--- BEGIN EXTRACTED RECORDS ---
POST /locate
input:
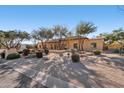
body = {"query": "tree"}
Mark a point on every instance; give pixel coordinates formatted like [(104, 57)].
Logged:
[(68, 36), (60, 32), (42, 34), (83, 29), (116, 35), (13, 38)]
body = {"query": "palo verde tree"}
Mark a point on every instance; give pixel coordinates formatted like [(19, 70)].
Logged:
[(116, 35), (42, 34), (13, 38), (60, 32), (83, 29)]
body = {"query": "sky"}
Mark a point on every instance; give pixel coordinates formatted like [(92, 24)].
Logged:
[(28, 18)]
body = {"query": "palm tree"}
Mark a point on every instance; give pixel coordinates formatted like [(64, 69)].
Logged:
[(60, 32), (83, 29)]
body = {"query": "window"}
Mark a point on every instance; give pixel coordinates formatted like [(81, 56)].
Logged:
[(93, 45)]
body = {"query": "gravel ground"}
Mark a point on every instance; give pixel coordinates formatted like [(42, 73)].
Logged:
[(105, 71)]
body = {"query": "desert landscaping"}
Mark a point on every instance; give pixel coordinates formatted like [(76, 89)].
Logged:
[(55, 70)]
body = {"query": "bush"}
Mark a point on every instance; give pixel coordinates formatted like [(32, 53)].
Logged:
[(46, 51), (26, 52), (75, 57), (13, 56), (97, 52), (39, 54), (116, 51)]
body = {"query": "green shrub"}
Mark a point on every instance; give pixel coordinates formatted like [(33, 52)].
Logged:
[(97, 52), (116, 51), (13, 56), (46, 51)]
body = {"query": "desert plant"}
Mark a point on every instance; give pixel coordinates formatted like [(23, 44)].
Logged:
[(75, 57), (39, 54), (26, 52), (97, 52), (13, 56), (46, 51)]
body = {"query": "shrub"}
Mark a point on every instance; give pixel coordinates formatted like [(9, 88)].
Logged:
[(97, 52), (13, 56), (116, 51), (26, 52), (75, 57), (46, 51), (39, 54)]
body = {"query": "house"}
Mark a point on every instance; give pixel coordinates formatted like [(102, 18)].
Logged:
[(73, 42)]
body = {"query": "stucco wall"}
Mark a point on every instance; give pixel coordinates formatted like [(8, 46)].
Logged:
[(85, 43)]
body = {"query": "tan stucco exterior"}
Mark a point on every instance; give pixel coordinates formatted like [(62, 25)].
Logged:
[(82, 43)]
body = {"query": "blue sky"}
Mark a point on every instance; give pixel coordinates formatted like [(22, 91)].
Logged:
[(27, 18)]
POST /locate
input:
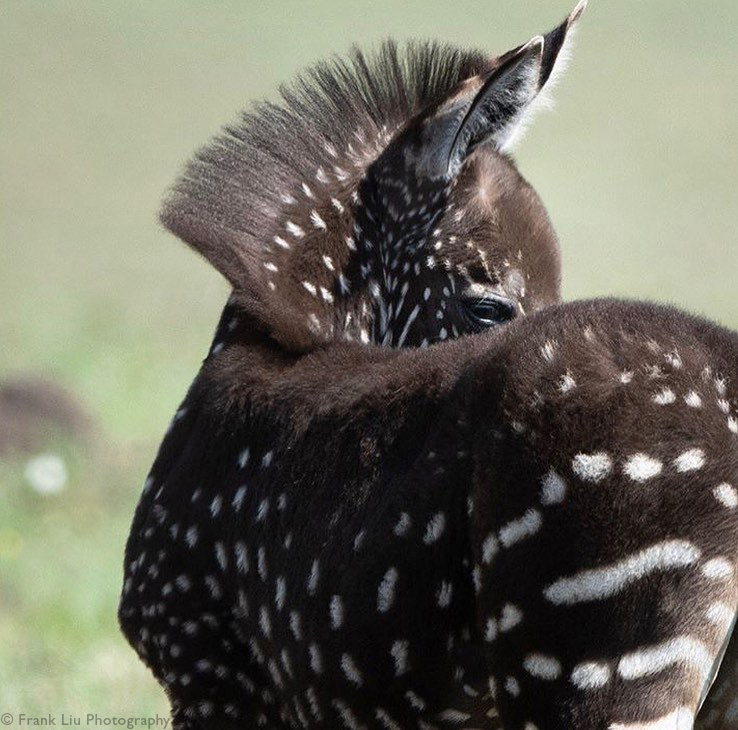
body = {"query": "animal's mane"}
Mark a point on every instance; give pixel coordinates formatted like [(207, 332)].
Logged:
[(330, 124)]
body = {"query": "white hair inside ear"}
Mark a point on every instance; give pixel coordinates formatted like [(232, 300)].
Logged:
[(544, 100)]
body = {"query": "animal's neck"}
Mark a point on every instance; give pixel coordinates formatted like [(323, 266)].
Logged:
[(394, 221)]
--- END EXTRACTED RECORDS ---
--- BEGIN EXTRACTED RECORDS ---
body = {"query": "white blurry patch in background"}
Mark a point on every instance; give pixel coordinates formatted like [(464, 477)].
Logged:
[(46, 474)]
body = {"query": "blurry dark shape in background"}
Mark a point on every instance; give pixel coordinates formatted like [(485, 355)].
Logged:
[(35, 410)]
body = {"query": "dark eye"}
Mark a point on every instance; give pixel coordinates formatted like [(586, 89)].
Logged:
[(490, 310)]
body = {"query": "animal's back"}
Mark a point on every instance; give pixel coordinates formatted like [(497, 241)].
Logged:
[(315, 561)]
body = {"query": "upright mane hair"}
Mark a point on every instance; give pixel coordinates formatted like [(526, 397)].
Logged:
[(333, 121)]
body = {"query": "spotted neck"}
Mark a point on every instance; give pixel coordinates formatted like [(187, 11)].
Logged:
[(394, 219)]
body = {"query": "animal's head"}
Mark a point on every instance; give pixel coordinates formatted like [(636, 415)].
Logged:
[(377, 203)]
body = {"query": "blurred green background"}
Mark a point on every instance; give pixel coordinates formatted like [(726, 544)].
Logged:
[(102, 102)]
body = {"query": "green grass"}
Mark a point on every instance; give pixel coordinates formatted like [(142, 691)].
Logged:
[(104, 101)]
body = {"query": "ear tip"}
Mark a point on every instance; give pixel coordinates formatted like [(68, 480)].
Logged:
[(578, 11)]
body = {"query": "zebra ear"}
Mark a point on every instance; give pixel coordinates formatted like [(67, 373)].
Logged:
--- END EXTRACTED RECORDS ---
### REQUEST
Find every line in the material above that contains the string "green", and copy each of those lines in full. Matching is case-sensitive.

### RESPONSE FOR THIS EXERCISE
body = {"query": "green shrub"}
body = {"query": "blurred green background"}
body = {"query": "green grass"}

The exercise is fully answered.